=== Extract provided ===
The GridPP security team have begun operating a weekly "on duty" rota to provide cover until a replacement for Mingchao is appointed.

UKNGI will not be contributing to the EGI security officer duty rota for the time being.

Tuesday 15th May

The next NGI/GridPP security team meeting is on Wednesday 16th.

Main discussion is on the rota and handover tasks.

Wednesday 2nd May

Setting up a security on-duty rota - to improve team and cover period after Mingchao leaves. Alessandra, Linda, Rob and Ewan are involved.

Currently reviewing the overall security task.

SSC5 preparations to start soon.

Services - PerfSonar dashboard

Wednesday 6th June

Plan to have 4 more sites perfsonar enabled by end of June.
Testing matrix to be confirmed.
Will survey sites looking for DRI kit deployment issues.

23rd April requested network utilisation figures for March and April
LHCONE meetng last week in Stockholm
Agreed to focus on perfosonar.

Tickets

Monday 11th of June, 13:00 BST 29 open UK tickets this week.

Over the last week there have been a few queries, at the Ops-team meeting and in tickets themselves, concerning the correct procedure for involving other sites/support units. I hope to have something solid on this for next week.
=== Dataset extract ===
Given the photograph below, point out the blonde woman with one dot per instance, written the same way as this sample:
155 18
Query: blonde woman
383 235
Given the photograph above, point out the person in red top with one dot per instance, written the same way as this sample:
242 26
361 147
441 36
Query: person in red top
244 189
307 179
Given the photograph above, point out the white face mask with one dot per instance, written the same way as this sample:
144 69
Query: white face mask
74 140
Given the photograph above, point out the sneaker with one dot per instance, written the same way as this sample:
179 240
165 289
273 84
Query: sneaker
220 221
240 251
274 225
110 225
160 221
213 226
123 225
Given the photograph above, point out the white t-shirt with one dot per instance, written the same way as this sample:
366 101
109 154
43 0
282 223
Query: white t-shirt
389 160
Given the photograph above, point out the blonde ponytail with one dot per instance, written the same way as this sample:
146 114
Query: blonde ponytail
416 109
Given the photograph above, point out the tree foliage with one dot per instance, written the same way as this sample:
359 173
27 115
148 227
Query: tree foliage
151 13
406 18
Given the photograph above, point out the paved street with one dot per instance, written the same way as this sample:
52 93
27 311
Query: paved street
===
* **Required tasks**
(a) Summarize the GridPP notes in two sentences.
(b) Please reproduce the stretch of the GridPP notes from "23rd April requested" through "tickets this week.".

* **Exercise responses**
(a) The GridPP security team has begun operating a weekly on-duty rota to provide cover until a replacement for Mingchao is appointed, and UKNGI will not contribute to the EGI security officer duty rota for the time being. There is a plan to have four more sites perfSonar enabled by the end of June, and 29 UK tickets were open in the week of Monday 11th June.

(b)
23rd April requested network utilisation figures for March and April
LHCONE meetng last week in Stockholm
Agreed to focus on perfosonar.

Tickets

Monday 11th of June, 13:00 BST 29 open UK tickets this week.